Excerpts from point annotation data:
>>

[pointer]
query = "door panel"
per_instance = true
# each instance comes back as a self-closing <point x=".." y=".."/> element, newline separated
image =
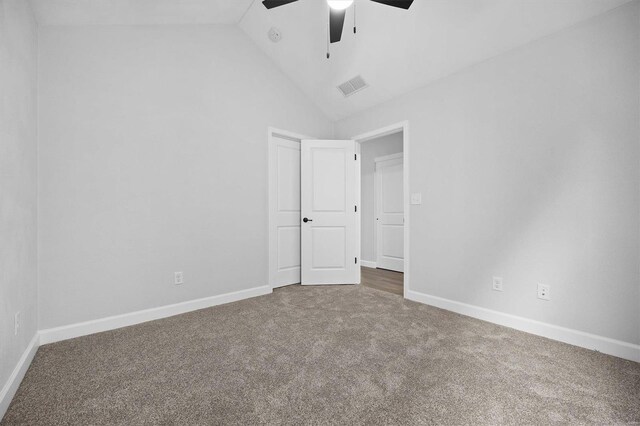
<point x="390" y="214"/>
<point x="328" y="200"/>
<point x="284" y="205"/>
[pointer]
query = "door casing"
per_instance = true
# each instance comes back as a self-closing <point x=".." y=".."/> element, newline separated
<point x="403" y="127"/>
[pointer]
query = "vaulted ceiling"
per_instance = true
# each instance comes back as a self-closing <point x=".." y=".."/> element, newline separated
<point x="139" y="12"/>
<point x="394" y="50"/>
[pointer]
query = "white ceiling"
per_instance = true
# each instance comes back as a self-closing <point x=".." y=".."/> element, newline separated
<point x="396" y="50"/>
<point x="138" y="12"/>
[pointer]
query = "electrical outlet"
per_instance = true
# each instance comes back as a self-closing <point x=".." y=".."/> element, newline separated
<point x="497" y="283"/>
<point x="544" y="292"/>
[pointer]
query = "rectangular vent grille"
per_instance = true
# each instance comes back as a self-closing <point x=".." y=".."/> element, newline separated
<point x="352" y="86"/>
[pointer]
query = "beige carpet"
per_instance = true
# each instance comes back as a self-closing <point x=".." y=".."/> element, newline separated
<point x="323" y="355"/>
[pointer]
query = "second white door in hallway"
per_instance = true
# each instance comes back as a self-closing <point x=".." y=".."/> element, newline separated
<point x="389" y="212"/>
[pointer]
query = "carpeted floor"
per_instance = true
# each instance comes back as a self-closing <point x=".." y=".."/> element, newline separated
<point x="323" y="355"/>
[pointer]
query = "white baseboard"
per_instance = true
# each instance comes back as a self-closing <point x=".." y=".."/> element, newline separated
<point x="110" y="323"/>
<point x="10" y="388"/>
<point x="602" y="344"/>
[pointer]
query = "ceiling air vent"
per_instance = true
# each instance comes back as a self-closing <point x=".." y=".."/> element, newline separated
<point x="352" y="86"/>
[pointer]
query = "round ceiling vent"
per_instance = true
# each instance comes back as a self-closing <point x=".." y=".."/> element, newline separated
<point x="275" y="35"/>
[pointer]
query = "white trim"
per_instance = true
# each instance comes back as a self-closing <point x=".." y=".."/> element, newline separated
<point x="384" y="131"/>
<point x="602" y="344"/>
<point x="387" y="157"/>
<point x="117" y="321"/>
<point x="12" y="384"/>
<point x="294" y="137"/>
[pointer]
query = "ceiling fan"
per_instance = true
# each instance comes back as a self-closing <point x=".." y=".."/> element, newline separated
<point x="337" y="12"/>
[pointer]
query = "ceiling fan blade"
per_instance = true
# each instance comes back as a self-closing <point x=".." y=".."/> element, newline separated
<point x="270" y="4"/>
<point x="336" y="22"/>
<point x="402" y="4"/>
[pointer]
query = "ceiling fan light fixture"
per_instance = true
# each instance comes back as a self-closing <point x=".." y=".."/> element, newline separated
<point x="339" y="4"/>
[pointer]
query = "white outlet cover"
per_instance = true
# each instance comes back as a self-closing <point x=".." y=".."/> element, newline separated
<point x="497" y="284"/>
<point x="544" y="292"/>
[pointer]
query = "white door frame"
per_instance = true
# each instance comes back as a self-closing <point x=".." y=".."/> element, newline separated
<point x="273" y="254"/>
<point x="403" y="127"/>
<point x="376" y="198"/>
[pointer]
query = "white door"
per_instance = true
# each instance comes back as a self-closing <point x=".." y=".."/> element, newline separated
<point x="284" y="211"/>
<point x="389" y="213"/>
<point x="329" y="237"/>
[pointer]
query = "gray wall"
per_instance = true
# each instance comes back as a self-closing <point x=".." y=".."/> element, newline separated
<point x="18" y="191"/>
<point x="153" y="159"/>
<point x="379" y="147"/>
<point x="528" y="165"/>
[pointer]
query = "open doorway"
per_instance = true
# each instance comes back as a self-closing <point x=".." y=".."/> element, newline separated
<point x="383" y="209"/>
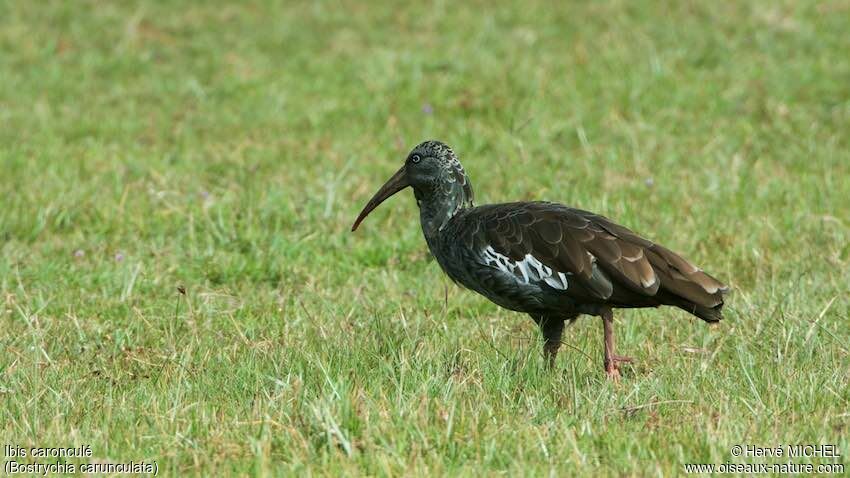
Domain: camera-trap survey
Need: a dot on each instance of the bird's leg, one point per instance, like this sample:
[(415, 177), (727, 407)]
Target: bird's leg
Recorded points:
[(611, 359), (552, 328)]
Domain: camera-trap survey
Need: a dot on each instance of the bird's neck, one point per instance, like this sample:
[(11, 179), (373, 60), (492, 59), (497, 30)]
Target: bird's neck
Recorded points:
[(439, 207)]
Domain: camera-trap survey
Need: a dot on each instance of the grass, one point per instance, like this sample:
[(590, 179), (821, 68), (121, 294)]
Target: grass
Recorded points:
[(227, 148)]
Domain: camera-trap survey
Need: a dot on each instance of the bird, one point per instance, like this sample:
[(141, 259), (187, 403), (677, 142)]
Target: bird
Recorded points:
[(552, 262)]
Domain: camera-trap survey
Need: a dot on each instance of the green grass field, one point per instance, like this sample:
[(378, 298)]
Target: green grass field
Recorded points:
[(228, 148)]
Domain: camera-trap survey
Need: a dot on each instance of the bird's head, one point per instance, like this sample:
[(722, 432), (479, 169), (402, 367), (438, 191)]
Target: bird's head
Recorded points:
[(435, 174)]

<<
>>

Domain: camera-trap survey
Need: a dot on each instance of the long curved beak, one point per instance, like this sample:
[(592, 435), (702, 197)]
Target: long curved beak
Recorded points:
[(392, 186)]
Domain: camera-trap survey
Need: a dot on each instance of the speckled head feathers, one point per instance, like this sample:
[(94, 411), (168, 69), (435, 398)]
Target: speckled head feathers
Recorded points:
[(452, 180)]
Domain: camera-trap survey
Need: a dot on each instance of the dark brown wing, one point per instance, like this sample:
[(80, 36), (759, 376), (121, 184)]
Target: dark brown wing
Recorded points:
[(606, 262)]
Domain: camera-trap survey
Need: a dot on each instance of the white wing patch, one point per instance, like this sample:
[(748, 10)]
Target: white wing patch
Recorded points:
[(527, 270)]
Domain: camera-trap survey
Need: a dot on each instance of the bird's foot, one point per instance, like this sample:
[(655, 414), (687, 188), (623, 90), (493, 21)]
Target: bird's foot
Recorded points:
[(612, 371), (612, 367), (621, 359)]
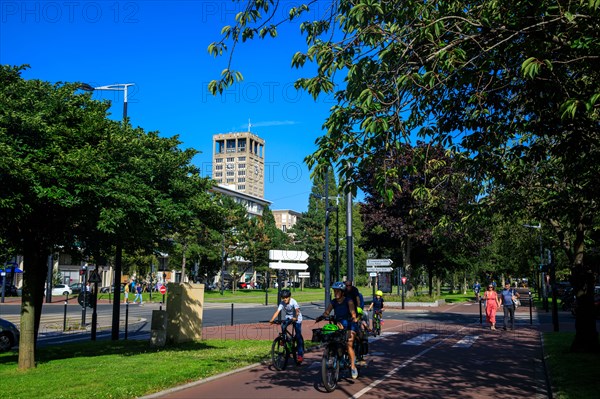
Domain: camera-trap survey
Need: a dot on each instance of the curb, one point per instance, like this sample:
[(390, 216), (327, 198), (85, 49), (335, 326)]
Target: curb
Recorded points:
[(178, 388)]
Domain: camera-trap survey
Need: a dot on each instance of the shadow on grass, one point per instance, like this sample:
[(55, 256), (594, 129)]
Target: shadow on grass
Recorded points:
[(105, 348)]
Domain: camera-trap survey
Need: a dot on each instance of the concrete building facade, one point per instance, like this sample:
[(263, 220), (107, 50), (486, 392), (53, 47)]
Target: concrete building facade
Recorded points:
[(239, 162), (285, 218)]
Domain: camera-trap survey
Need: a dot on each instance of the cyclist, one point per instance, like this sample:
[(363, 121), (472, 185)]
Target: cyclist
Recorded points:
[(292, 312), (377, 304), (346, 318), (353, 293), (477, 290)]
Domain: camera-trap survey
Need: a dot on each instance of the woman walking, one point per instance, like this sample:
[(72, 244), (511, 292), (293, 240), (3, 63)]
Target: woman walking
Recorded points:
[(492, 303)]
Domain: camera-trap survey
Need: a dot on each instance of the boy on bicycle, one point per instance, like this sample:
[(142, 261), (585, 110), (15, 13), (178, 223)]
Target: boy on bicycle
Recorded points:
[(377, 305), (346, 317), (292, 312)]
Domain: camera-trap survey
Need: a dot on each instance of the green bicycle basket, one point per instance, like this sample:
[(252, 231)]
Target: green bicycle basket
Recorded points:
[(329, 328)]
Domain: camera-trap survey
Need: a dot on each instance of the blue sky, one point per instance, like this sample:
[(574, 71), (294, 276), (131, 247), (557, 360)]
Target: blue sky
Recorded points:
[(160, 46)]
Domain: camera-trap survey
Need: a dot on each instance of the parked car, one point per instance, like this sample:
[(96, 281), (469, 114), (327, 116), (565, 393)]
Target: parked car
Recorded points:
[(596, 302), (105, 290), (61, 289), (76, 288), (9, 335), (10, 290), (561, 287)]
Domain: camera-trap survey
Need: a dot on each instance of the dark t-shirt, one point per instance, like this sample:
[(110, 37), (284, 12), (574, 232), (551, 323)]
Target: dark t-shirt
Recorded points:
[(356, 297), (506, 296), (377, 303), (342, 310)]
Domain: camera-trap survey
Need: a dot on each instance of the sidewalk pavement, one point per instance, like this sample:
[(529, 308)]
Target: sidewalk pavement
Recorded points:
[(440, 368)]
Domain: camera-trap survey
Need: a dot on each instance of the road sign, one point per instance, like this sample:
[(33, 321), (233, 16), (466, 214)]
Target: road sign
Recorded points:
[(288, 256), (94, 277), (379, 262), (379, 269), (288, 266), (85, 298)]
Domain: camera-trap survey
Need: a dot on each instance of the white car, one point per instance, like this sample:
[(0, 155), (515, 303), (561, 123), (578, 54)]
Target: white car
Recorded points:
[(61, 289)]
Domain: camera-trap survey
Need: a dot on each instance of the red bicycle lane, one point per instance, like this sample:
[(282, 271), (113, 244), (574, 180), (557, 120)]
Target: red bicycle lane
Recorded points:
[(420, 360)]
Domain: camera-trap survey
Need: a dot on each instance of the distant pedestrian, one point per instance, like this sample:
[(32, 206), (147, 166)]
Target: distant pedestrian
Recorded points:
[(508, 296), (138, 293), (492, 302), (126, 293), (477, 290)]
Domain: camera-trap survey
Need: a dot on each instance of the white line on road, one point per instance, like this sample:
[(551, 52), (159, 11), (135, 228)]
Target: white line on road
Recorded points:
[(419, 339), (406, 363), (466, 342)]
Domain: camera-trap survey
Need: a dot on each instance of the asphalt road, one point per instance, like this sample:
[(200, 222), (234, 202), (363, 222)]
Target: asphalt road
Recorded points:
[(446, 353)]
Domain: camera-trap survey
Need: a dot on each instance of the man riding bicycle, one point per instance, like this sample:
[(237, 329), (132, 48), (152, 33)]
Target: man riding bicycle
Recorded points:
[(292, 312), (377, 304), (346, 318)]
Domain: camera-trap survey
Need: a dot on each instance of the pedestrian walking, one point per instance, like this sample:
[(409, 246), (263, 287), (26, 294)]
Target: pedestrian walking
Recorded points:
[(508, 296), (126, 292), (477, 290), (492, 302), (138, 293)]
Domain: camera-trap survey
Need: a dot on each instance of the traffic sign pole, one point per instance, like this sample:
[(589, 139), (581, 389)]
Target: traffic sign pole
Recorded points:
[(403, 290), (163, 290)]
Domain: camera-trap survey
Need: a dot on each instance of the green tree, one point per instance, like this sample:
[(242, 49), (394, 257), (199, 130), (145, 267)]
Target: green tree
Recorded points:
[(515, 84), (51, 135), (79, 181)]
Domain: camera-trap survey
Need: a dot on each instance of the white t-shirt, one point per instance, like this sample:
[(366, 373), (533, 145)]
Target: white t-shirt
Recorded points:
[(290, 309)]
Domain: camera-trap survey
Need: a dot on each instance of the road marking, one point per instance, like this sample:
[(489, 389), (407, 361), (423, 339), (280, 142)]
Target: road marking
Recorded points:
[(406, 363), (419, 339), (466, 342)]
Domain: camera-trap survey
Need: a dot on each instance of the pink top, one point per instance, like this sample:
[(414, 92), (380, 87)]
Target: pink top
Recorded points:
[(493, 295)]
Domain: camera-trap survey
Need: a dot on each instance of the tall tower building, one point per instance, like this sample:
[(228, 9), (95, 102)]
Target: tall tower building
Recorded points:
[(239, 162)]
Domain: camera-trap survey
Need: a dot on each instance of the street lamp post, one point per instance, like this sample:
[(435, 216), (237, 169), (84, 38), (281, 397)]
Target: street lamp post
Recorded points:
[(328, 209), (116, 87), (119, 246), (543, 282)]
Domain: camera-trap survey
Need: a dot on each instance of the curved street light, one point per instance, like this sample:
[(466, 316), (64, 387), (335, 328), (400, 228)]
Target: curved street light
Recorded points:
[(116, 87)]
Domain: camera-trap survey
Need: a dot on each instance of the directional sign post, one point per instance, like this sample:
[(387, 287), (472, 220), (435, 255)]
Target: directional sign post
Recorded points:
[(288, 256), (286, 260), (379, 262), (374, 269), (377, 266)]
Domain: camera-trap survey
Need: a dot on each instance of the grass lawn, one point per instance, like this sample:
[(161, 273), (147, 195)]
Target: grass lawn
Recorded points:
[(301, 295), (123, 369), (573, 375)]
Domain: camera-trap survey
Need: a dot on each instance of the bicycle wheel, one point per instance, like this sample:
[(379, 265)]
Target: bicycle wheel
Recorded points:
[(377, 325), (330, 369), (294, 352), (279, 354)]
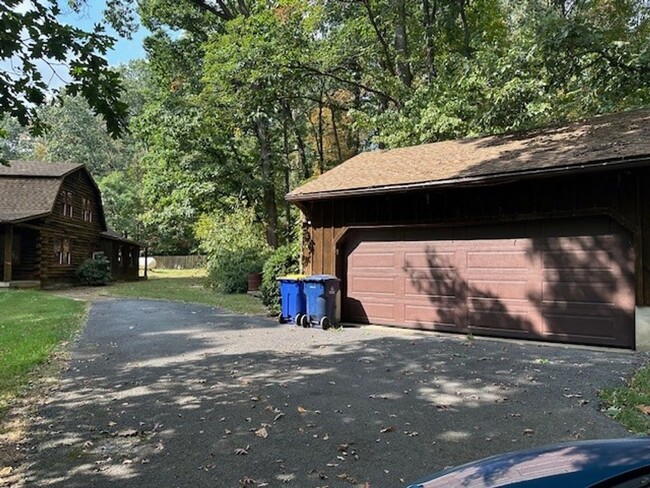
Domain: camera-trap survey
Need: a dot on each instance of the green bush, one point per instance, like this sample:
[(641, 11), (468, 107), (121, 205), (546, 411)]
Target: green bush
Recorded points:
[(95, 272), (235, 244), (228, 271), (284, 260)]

<<
>>

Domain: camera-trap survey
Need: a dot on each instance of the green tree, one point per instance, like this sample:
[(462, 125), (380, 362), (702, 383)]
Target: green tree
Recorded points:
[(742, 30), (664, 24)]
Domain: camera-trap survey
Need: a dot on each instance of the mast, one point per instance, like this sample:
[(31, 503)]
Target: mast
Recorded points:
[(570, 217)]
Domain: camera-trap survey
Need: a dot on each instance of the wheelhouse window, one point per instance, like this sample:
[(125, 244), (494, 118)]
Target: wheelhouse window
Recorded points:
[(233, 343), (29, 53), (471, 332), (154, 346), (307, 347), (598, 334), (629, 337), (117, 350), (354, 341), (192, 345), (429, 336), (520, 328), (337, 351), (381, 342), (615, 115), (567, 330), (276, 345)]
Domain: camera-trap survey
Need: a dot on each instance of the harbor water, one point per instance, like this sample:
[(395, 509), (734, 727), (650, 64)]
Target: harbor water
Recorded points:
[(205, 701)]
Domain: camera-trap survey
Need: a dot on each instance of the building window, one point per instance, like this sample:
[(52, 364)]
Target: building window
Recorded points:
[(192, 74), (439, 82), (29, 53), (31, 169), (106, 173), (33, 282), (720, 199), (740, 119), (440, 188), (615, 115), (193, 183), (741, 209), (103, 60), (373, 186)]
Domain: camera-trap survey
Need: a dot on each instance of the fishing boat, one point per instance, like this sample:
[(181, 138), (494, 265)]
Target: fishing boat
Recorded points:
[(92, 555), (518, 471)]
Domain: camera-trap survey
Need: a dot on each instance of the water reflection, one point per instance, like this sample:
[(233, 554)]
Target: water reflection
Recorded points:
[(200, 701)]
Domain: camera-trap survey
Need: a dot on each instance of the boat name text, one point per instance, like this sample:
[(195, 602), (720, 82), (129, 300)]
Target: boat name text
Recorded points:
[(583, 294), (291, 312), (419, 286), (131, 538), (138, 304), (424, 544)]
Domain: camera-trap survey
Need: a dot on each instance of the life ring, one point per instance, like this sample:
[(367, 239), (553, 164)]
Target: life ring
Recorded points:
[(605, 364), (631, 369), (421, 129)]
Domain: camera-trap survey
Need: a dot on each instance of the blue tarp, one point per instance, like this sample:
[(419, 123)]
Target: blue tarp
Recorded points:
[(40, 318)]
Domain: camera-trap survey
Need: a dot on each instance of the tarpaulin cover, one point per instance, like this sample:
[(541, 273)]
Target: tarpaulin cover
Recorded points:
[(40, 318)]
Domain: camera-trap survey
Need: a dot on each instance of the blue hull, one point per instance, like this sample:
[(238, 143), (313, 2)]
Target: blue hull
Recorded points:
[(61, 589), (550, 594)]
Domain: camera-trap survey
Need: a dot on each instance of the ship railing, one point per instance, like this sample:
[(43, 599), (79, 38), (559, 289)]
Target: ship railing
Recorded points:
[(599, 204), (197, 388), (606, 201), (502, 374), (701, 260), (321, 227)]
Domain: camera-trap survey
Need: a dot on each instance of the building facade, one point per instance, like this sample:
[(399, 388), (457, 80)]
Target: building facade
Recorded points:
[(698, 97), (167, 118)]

<<

EXERCISE PROMPT:
State how many lines in the items above contain the word "blue", and reply with the number alone.

SOLUTION TO THIS EXERCISE:
6